►
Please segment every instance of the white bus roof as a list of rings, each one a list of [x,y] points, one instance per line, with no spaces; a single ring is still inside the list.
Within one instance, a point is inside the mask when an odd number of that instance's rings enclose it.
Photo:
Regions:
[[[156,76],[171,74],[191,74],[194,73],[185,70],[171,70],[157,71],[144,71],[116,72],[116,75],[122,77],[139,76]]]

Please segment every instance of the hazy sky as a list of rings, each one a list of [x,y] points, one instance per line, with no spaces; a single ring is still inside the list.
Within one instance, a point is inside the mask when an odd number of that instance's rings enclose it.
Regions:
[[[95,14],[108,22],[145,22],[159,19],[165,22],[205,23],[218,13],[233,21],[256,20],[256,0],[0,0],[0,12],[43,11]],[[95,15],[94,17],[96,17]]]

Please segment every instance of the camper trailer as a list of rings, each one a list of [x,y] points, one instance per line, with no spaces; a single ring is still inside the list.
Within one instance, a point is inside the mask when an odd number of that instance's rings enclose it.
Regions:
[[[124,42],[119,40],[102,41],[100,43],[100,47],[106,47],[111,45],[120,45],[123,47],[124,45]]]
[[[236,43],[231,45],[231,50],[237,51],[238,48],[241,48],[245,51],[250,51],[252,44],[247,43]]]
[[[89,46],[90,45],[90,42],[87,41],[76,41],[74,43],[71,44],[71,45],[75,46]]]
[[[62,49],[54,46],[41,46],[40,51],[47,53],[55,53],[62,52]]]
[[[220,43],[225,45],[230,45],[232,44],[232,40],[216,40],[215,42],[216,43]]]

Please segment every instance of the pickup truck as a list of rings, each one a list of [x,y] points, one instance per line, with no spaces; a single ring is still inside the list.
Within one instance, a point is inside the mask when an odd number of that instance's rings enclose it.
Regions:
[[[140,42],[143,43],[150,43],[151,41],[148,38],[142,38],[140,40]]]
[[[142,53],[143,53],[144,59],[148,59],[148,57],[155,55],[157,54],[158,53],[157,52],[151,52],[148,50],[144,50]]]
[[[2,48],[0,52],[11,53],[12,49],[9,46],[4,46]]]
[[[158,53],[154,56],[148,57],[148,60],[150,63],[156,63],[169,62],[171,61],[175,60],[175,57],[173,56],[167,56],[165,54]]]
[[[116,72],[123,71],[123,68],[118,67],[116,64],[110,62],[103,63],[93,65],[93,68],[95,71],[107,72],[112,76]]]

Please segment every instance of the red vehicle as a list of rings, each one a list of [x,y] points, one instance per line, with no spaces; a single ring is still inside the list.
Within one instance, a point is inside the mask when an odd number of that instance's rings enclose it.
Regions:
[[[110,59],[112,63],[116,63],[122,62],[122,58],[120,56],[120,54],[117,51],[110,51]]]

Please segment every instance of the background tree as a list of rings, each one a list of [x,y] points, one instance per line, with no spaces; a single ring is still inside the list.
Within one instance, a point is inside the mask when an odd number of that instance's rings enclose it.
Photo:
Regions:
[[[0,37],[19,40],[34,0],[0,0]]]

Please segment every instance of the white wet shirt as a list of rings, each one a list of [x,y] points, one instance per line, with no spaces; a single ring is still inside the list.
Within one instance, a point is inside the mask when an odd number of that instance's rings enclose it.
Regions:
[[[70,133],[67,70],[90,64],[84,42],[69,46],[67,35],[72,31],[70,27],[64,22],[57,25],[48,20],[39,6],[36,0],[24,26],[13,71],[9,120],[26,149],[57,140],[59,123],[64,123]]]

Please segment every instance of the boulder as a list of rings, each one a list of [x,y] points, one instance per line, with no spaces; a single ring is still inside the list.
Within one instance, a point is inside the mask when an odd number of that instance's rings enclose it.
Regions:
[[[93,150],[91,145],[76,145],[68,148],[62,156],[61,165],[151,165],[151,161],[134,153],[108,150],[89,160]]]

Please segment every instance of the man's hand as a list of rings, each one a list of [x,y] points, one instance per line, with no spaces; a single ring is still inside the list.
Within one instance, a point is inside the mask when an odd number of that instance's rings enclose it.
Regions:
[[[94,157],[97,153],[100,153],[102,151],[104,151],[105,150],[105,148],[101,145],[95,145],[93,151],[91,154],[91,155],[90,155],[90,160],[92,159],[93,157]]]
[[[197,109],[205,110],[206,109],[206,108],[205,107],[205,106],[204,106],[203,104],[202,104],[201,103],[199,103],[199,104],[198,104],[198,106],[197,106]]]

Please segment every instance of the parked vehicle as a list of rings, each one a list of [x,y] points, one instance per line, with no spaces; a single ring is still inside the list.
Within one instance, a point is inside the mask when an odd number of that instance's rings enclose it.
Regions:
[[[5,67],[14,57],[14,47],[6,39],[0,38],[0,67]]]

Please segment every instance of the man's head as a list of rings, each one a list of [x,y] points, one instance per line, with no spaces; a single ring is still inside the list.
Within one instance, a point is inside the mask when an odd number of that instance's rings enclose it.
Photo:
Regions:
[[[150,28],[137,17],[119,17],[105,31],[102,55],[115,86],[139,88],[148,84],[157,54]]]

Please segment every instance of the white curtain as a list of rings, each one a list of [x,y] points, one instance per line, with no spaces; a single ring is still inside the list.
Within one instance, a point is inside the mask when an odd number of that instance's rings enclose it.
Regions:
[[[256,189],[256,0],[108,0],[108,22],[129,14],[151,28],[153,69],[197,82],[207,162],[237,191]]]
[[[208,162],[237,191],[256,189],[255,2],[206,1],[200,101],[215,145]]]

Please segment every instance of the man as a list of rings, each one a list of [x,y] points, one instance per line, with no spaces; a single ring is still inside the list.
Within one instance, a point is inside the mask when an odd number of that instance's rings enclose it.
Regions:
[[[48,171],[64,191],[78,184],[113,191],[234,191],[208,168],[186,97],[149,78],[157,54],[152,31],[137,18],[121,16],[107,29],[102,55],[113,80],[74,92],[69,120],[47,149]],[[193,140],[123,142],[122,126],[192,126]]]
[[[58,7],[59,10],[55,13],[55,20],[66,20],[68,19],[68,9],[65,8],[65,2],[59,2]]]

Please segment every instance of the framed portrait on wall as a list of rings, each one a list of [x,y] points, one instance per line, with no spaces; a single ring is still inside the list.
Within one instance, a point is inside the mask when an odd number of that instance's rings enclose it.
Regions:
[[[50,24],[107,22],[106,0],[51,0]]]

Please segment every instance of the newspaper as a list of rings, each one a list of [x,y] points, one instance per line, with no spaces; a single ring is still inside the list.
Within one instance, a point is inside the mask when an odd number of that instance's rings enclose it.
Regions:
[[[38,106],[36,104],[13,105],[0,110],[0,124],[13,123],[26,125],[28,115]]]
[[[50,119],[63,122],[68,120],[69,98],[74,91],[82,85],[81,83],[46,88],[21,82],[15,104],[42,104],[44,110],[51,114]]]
◄
►
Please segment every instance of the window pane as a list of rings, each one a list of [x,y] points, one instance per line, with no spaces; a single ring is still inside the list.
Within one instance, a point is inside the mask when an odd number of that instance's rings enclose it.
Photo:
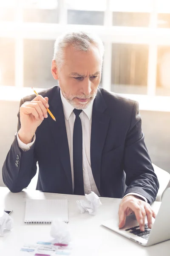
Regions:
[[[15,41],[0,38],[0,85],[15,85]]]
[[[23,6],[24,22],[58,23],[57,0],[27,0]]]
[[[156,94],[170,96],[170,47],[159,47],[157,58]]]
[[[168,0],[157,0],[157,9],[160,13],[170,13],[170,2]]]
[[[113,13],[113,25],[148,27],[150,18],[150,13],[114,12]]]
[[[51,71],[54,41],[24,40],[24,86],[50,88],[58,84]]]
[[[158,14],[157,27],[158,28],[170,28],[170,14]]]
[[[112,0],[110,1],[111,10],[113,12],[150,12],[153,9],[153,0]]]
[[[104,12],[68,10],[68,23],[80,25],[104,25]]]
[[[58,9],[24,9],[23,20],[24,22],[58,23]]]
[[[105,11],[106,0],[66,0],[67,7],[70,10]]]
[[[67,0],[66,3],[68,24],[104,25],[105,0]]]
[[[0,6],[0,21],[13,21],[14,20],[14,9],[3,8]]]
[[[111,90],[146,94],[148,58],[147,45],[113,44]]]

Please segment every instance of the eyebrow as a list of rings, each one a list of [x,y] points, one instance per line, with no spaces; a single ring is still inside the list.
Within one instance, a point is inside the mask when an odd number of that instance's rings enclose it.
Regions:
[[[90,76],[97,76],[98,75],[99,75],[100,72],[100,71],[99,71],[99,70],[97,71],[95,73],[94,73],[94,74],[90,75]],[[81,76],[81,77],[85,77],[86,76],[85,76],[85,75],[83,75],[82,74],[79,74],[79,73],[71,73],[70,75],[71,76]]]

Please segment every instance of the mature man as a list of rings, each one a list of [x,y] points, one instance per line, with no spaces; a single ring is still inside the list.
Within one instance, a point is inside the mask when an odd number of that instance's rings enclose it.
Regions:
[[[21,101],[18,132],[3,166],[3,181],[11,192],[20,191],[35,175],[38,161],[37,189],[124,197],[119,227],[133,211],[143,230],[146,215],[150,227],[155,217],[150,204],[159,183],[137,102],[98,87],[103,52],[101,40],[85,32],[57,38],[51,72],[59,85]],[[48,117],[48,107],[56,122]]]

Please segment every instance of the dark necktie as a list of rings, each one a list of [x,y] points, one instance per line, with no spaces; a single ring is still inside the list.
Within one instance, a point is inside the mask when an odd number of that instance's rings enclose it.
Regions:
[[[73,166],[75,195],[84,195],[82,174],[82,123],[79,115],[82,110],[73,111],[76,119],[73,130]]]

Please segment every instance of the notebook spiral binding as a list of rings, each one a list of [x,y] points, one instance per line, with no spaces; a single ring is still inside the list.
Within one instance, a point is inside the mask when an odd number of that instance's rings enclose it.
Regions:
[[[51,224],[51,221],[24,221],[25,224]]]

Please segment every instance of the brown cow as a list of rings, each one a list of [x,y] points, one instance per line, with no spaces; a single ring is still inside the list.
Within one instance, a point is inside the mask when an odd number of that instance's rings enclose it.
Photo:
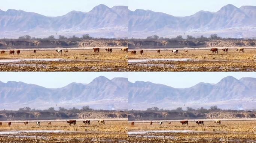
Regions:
◄
## Instructions to follow
Copy each line of the records above that contains the string "vehicle". Case counts.

## Answer for this exercise
Please segment every instance of the red vehicle as a list of rings, each one a list of [x,y] points, one instance per line, with no spaces; a single ring is still inside the list.
Please segment every instance of the parked vehicle as a list of rings, each one a list of [x,y] points, one instance per line, with no spaces; a single ring is still inside the list.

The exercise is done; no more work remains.